▶ **THE REQUEST**:
Reproduce every line of the material below verbatim, in its original order.

==*==

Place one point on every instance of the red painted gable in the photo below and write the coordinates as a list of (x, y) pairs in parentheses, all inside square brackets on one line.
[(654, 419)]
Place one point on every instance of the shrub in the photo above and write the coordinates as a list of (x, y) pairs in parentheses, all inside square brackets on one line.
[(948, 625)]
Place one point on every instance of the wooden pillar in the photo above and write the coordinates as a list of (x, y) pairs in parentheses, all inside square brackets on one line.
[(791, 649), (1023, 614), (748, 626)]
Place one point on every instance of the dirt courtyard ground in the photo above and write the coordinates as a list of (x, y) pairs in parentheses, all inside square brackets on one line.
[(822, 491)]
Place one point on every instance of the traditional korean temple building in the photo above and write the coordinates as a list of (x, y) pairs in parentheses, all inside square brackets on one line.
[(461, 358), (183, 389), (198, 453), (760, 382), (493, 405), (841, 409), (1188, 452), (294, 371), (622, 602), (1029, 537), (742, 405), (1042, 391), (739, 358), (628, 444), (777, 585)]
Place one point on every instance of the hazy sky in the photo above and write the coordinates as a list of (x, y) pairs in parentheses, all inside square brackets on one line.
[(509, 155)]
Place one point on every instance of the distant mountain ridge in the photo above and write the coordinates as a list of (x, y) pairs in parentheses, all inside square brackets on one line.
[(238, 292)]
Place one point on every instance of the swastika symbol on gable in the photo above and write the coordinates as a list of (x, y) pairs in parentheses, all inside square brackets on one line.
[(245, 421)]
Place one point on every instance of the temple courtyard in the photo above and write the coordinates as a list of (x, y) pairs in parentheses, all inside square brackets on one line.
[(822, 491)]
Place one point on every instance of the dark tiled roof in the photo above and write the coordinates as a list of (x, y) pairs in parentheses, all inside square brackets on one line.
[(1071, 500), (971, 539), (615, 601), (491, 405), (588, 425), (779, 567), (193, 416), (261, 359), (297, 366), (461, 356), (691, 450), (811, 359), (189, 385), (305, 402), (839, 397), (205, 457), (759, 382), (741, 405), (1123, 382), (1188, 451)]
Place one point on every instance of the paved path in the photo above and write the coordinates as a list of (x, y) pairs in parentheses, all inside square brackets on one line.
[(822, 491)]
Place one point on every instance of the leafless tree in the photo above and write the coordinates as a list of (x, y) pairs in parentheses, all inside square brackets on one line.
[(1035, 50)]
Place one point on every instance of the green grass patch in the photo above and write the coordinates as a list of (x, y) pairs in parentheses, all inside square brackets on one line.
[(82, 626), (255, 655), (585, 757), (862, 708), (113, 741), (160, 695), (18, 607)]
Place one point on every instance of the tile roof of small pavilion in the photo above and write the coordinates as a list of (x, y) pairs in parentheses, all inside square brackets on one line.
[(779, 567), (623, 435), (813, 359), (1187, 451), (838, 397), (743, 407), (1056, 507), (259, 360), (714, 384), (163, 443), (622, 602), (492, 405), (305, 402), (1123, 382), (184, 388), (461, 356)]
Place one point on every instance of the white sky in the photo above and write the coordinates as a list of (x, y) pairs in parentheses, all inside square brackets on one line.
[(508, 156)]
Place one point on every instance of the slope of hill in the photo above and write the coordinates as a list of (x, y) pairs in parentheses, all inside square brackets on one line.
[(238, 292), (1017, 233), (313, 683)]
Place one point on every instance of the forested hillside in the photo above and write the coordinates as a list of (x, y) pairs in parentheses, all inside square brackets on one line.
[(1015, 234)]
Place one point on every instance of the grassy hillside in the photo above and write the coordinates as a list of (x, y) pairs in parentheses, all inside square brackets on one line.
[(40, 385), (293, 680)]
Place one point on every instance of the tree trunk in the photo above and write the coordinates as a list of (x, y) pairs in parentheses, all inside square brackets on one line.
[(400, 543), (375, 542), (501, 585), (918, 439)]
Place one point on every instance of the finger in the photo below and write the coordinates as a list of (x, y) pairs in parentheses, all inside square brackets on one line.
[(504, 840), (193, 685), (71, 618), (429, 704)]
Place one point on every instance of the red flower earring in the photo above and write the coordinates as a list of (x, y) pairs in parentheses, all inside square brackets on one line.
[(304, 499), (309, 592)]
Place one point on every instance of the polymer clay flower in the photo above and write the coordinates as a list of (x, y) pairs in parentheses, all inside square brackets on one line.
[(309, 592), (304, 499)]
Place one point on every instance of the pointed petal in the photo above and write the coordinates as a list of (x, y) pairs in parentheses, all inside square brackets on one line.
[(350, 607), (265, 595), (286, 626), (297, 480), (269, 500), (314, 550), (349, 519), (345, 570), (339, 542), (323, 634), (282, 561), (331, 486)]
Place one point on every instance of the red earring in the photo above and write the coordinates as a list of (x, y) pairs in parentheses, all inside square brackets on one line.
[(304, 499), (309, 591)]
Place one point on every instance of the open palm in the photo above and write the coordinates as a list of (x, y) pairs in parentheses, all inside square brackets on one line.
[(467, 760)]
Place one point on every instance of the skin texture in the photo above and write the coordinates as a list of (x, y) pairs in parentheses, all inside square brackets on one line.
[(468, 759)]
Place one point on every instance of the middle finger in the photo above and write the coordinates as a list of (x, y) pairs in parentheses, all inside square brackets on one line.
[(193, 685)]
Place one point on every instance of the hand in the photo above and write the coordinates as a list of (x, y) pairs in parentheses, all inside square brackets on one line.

==*==

▶ **TASK SOLUTION**:
Place one point on every instance of the red painted gable in the photo below and write the coordinates as a list of (x, y) pairs in parentheses, all inside square brackets on one line.
[(654, 419)]
Place one point on every instance of the shrub in the photo above and write the coordinates as a list of (x, y) pairs in parentheses, all inside square brackets on one line.
[(948, 625)]
Place one point on every instance of the wooden pillar in the photo above and write the coordinates as a list of (x, y) pairs in parentheses, all inside square brackets on one line.
[(791, 649), (1023, 614), (748, 626)]
Place one point on every instance of the dirt courtyard ground in the photo above and write the coordinates as a list of (x, y) pairs in parentheses, all inside square brackets on one line.
[(822, 491)]
Place one point on every instance of the traditional korean temple building in the photo above and write the coordinates as a list of (x, y) pairs in parentheses, all inside square brackets on one line.
[(461, 358), (183, 389), (198, 453), (760, 382), (493, 405), (841, 409), (1188, 452), (294, 371), (622, 602), (1029, 537), (742, 405), (1042, 391), (739, 358), (628, 444), (777, 585)]
Place one point on every instance of the hazy sky in the photo above and write the coordinates as a list of (x, y) pairs in parentheses, all inside square brackets on one line.
[(509, 155)]
Place one point on every instance of the distant mountain ridge in the photo above and write the coordinates as a list of (x, y) pairs in parentheses, all inside square brackets on one line.
[(238, 292)]
Place one point on every instance of the swastika symbol on gable in the photo above and write the coordinates as a list of (x, y) pairs in parentheses, all inside square brackets on one line.
[(245, 421)]
Place one point on every instance of the temple courtyard in the photo above and write the coordinates as a list of (x, y) pairs in parentheses, all inside square brackets on one line.
[(822, 491)]
Place one point on every instance of the dark tiled roof in the photo above and write the coordinates as a list of (x, y) pairs in parentheses, all inside square brackets on one line.
[(1071, 500), (971, 539), (615, 601), (491, 405), (588, 425), (779, 567), (193, 416), (261, 359), (297, 366), (461, 356), (691, 450), (811, 359), (189, 385), (305, 402), (839, 397), (205, 457), (759, 382), (741, 405), (1123, 382), (1188, 451)]
Place one point on every instance of the paved path in the photo above and write the coordinates as a list of (x, y) pairs in parentheses, all inside square brackets on one line.
[(822, 491)]
Place one point on every instance of the leafless tree in the photo above and write the coordinates as a list of (x, y) pairs in parentheses, all inside square brackets on one line.
[(1035, 50)]
Place one point on every instance of the green grass patch in the photo above and write the coordinates as a list of (x, y) pairs in parentheses, all inside square brackets on one line.
[(82, 626), (255, 655), (585, 757), (862, 708), (113, 741), (160, 695), (18, 607)]
Place one point on every instance of the tile roof of small pavilion in the photo above and write the coordinates as a list of (x, y) pairs in parentheses, all inside square brackets on one line.
[(779, 567), (623, 435), (813, 359), (1187, 451), (838, 397), (743, 407), (1056, 507), (259, 360), (714, 384), (163, 443), (622, 602), (492, 405), (305, 402), (1123, 382), (184, 388), (461, 356)]
Place one point on every instance of the white sky in the photo above and write the coordinates as a list of (x, y) pairs in parentheses, all inside square brackets on one line.
[(508, 156)]
Place one point on every instance of the slope of hill in the photo above and write the coordinates as a list of (x, y) pairs in parentheses, all inside square brackets on one line.
[(238, 292), (1017, 233), (313, 683)]
Place one point on every instance of the forested hillside in the photo above and write the coordinates as a list of (x, y) pairs in parentheses, all inside square brackets on one line.
[(1015, 234)]
Place one point on every instance of the grassy hillside in the photo above and write the coordinates as a list of (x, y) pairs in parentheses, all inside square brackets on one line.
[(40, 385), (293, 680)]
Place one point on every instance of the tree trunk in the photo above and write the coordinates as a list of (x, y) pairs in parentheses, all inside square brackets on one line.
[(400, 543), (375, 542), (501, 585), (918, 439)]
Place one point on every instance of the finger in the photo below and write the coordinates as a list of (x, y) pairs in parentheses, all inside square brackets on one line.
[(504, 840), (193, 685), (71, 618), (429, 704)]
Place one point on every instance of the red flower earring in the photo above and write the coordinates as a list of (x, y) pairs in parentheses, all inside square brackets on one line.
[(304, 499), (309, 592)]
Place one point on every instance of the polymer clay flower in the photo above and write the coordinates as a list of (x, y) pairs in parentheses, all inside square brackets on one line.
[(309, 592), (304, 499)]
Place one point on every instance of the pointed petal in the photo above and write the coordinates as a list of (x, y) pairs in parentheses, all inside square brackets on one line.
[(350, 607), (265, 595), (286, 626), (297, 480), (269, 500), (314, 550), (349, 519), (345, 570), (339, 542), (323, 634), (282, 561), (331, 486)]
Place one point on every instance of the red earring in the photo above and write the coordinates as a list of (x, y) pairs in parentheses, all inside square brackets on one line.
[(304, 499), (309, 591)]
Place one point on every instance of the open palm in the photo above and write the coordinates as a list of (x, y) pairs in parentheses, all inside square brackets on one line.
[(467, 760)]
Place one point on every instance of the skin texture in the photo above and write the coordinates as a list of (x, y) pairs in parentheses, all inside square brackets on one line.
[(468, 759)]
Place one point on every instance of the middle finger in the photo above and write the coordinates as a list of (x, y) pairs in parentheses, all inside square brackets on one line.
[(193, 685)]
Place one point on every instance of the hand in the photo above and write the coordinates as a list of (x, y) pairs in parentheses, all inside square brackets on one line.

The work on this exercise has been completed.